THE RECORDS ->
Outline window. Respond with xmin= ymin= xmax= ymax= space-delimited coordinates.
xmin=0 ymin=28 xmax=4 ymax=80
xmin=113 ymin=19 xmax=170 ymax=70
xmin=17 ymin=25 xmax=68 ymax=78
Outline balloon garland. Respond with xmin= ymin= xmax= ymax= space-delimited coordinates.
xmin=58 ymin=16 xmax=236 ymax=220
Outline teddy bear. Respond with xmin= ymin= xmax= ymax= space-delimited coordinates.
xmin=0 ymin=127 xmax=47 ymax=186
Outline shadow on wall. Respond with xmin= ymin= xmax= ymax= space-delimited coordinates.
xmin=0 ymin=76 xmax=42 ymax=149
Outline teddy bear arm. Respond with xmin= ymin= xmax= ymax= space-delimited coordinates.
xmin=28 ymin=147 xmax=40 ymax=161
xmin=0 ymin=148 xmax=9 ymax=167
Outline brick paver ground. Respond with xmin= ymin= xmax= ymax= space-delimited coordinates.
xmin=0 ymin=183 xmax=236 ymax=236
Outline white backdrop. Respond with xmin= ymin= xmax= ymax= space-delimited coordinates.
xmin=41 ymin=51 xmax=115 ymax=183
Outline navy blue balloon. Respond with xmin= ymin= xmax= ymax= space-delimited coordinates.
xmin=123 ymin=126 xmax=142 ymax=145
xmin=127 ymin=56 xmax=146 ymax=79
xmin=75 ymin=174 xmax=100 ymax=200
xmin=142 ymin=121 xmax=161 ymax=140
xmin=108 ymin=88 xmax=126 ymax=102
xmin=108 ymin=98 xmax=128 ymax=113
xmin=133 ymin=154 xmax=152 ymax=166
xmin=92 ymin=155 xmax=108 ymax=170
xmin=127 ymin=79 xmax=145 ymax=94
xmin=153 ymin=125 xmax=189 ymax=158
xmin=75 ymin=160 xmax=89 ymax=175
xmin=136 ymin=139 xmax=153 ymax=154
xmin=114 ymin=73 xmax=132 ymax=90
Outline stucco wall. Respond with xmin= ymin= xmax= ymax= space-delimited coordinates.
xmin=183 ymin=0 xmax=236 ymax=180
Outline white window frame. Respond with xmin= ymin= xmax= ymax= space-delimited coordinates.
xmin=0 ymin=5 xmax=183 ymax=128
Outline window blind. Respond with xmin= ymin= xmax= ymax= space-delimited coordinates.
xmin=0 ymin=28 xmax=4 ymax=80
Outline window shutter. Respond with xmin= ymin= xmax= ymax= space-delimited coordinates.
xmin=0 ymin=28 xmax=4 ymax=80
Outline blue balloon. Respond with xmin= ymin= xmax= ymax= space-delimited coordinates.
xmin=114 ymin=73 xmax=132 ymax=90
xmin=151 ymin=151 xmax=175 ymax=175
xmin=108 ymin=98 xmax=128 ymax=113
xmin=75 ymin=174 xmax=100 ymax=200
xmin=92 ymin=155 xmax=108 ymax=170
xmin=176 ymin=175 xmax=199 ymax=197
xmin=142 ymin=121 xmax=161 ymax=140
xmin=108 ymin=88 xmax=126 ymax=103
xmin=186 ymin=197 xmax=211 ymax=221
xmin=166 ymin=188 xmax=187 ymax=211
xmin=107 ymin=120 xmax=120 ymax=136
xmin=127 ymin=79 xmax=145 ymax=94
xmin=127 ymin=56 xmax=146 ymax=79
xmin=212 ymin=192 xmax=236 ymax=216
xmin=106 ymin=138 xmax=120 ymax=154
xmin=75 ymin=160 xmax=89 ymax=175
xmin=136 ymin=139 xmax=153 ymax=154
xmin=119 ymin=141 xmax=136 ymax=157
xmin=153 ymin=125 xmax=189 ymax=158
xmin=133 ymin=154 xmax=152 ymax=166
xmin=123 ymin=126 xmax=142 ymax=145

REQUIRED TASK ->
Scale the stretch of lines from the one containing "Outline teddy bear arm." through the one containing "xmin=0 ymin=183 xmax=236 ymax=236", both included, and write out every line in it, requests too. Multiply each coordinate in the answers by 1.9 and round it to a whole number, rounding halves up.

REPLY TO THE EXERCISE ->
Outline teddy bear arm. Respond with xmin= ymin= xmax= ymax= space-delimited coordinates.
xmin=53 ymin=279 xmax=76 ymax=306
xmin=0 ymin=281 xmax=17 ymax=317
Outline brick paver ground. Respond with xmin= ymin= xmax= ymax= space-delimited coordinates.
xmin=0 ymin=348 xmax=448 ymax=448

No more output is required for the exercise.